Work order: Please reproduce each of the following entries exactly.

Point localization data:
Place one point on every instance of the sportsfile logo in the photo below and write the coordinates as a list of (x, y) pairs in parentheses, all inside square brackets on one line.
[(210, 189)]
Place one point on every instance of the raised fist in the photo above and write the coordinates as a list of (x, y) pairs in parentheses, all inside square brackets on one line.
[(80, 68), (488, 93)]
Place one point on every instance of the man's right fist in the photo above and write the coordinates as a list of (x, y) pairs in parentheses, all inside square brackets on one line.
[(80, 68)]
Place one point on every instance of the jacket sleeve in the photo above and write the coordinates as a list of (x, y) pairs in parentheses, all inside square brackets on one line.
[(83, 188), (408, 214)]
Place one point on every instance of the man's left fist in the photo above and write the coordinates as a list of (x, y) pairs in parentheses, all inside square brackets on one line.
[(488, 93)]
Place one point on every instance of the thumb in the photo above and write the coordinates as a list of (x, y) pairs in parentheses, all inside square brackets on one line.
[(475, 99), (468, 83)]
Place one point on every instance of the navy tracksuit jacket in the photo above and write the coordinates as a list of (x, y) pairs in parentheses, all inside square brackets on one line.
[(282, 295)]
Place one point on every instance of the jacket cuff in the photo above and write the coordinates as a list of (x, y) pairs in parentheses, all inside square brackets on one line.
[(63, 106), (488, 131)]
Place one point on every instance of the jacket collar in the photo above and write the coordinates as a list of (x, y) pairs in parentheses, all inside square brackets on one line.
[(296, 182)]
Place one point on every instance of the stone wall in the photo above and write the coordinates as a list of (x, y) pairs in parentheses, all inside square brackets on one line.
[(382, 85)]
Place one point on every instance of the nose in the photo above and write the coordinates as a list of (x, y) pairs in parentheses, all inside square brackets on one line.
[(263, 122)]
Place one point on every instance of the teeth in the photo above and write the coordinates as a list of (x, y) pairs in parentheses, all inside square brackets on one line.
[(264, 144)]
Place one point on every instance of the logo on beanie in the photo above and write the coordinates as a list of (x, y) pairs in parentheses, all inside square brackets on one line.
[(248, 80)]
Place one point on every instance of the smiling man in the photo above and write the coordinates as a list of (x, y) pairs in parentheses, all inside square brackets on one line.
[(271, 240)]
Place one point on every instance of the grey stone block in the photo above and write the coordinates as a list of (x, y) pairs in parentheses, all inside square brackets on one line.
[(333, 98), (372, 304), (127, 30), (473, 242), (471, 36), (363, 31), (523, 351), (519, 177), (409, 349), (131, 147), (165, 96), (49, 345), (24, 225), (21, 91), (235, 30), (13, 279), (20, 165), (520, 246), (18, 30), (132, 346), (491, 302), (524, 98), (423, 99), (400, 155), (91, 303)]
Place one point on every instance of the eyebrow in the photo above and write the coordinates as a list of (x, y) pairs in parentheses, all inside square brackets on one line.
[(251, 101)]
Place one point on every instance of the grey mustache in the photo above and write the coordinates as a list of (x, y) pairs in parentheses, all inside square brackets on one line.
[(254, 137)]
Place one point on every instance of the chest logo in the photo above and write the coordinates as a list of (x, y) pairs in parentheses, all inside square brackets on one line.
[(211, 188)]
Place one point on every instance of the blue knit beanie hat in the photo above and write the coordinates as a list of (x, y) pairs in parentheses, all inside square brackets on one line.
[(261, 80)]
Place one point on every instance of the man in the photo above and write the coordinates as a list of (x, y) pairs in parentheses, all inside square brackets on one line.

Problem solution:
Place one point on every instance of the sportsfile logo in the photo below and write the coordinates as a list of (x, y) pairs in parentheses, all inside square brackets on one line.
[(210, 189)]
Place one point on every instance of the raised fist in the photo above and write the coordinates as a list of (x, y) pairs in parentheses, all inside square brackets on one line.
[(80, 68), (488, 93)]
Place one point on every instance of the man's right fist in the photo above and write the coordinates as a list of (x, y) pairs in parentheses, all inside square brackets on one line.
[(80, 68)]
Place one point on every instance of the jacket sleeve in the photo above and write the coordinates as a list of (x, y) pairs in parentheses, all inside square brackets on one line.
[(83, 188), (408, 214)]
Place one point on every instance of the man's left fist in the photo above and write the coordinates as a list of (x, y) pairs in parentheses, all inside square brackets on one line.
[(488, 93)]
Place one point on every instance of the thumb in the photo above and write the coordinates as a list of (x, y) pairs in parentheses, all inside square brackets on one line.
[(475, 99), (468, 83)]
Place one point on every instance of the navy tracksuit jacket in the photo above and write the coordinates as a list of (x, y) pairs in parentheses, all inside square brackets on one line.
[(282, 295)]
Place one point on every instance of the jacket cuff in the photo above and write the coordinates as a list of (x, y) pairs in parentheses, all inside square brackets on one line.
[(63, 106), (488, 131)]
Place one point on every instance of the jacket collar in the photo above and write the coordinates as a list of (x, y) pairs in parentheses, all inside square brackets on one line.
[(296, 182)]
Place one point on every instance of the stone wall in the photo above and write the coordinates as a list of (x, y) pairs in parentheses, all inside square brackets on one line.
[(382, 85)]
Place one point on every instance of the nose in the photo above and write the coordinates as a list of (x, y) pairs in parentheses, all inside square brackets on one line.
[(263, 122)]
Place one point on every instance of the teeth in the photo above and write the coordinates as a list of (x, y) pairs in parentheses, all inside square brackets on one line.
[(264, 144)]
Place one point on every instance of the logo on beanie in the photo above and write the coordinates as a list of (x, y) pairs in parentheses, all inside square brackets on one line.
[(248, 80)]
Place one point on every instance of the smiling man in the photo above and write the coordinates as a list of (x, y) pairs in parentheses, all inside square brackets on one line.
[(271, 240)]
Place one point on every instance of the grey stone block in the photo above and write the coordinates as a list of (x, y) pairs in parentheses, all inside square brackets on one line.
[(333, 98), (372, 304), (127, 30), (473, 242), (471, 36), (363, 31), (523, 351), (519, 177), (409, 349), (131, 147), (165, 96), (49, 345), (24, 225), (21, 91), (235, 30), (13, 279), (20, 165), (520, 246), (18, 30), (132, 346), (491, 302), (524, 98), (423, 99), (400, 155), (91, 303)]
Place one point on every instance of the eyebrow in the photo above and write the coordinates as a list of (x, y) pairs in parentheses, all inside square brackets on one line.
[(251, 101)]
Place one point on every instance of the grey mustache in the photo above and write the coordinates as a list of (x, y) pairs in parentheses, all inside square brackets on one line.
[(254, 137)]
Place one point on every instance of the chest logo in the photo above and write the coordinates as a list of (x, y) pairs in parentheses, all inside square brackets on one line.
[(211, 188)]
Place one point on every instance of the blue knit beanie hat in the photo above and write the coordinates as a list of (x, y) pairs in parentheses, all inside square brackets on one line.
[(261, 80)]
Place one point on every instance of the man in the photo above and write the coordinates as a list of (x, y) pairs in parentheses, all inside square brackets on one line.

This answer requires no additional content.